» **TEXT PASSAGE**
Response to Klinenberg

In discussing the Chicago heat wave, Klinenberg approaches it in a socio-economical and political way, surprisingly hypothesizing that the cause of the many deaths were rather a consequence of the government’s bad management of the city’s infrastructures and the welfare system. One would normally infer that such deaths could have been caused by the unpreparedness of the public for a first-time catastrophe of this kind, or maybe by the hospitals’ inability to deal with such a high volume of individuals coming in in a short period of time. So, this reading brings up a few interesting, non-trivial points that allow for a deeper understanding of the socio-political climate in Chicago at the time.

For example, the fact that certain neighborhoods were so dangerous that people would shut the windows in fear of criminals infiltrating into their households which caused the temperature to get so high in these apartments that the elderly citizens would suffocate inside. Here Klinenberg was criticizing the inability of the government to provide safety within the city’s various neighborhoods.

Another interesting point that Klinenberg brings up is that bad neighborhood and public housing planning by the government also contributed to seniors and other groups being isolated as they suffered the extreme temperatures. In fact, race riots and crime kept rising in numbers without little or no interventions by the city officials, causing decadence in these public places and people to thus isolate socially and physically to the point that this disconnection became lethal in the instance of the emergency.

» **TASK INSTRUCTIONS**
According to the response to Klinenberg, why did people in certain neighborhoods keep their windows shut? The lines that come next are separate material with no connection to the response to Klinenberg.

» **Saved entries**
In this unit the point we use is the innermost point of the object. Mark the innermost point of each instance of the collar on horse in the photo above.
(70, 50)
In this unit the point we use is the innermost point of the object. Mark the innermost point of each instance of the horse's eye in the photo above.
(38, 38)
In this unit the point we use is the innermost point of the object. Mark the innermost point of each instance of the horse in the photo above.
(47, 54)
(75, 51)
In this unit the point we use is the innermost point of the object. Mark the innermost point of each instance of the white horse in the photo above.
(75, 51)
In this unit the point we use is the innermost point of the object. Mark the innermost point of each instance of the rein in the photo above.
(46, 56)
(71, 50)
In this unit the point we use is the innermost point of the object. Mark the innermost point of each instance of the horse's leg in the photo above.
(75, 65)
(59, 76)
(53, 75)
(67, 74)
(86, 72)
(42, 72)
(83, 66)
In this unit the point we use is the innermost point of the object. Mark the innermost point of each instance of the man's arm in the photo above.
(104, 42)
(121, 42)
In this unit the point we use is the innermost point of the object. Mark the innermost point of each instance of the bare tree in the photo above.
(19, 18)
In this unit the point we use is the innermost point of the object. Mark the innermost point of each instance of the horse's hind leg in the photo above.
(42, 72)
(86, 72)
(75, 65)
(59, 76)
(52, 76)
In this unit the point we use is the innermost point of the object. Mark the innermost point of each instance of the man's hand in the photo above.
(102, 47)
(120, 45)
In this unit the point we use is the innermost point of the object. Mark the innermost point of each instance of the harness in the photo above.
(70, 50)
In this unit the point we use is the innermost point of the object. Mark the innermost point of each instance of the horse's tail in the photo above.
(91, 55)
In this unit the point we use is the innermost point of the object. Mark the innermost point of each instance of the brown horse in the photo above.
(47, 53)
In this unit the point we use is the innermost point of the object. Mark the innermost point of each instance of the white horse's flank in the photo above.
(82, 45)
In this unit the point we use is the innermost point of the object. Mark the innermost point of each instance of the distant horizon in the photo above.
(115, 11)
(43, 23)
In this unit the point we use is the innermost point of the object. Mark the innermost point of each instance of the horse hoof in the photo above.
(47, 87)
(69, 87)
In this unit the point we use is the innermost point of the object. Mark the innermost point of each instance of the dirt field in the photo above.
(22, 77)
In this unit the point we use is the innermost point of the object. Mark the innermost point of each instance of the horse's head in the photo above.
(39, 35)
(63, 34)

» **SOLUTION**
They feared that criminals would get into their homes.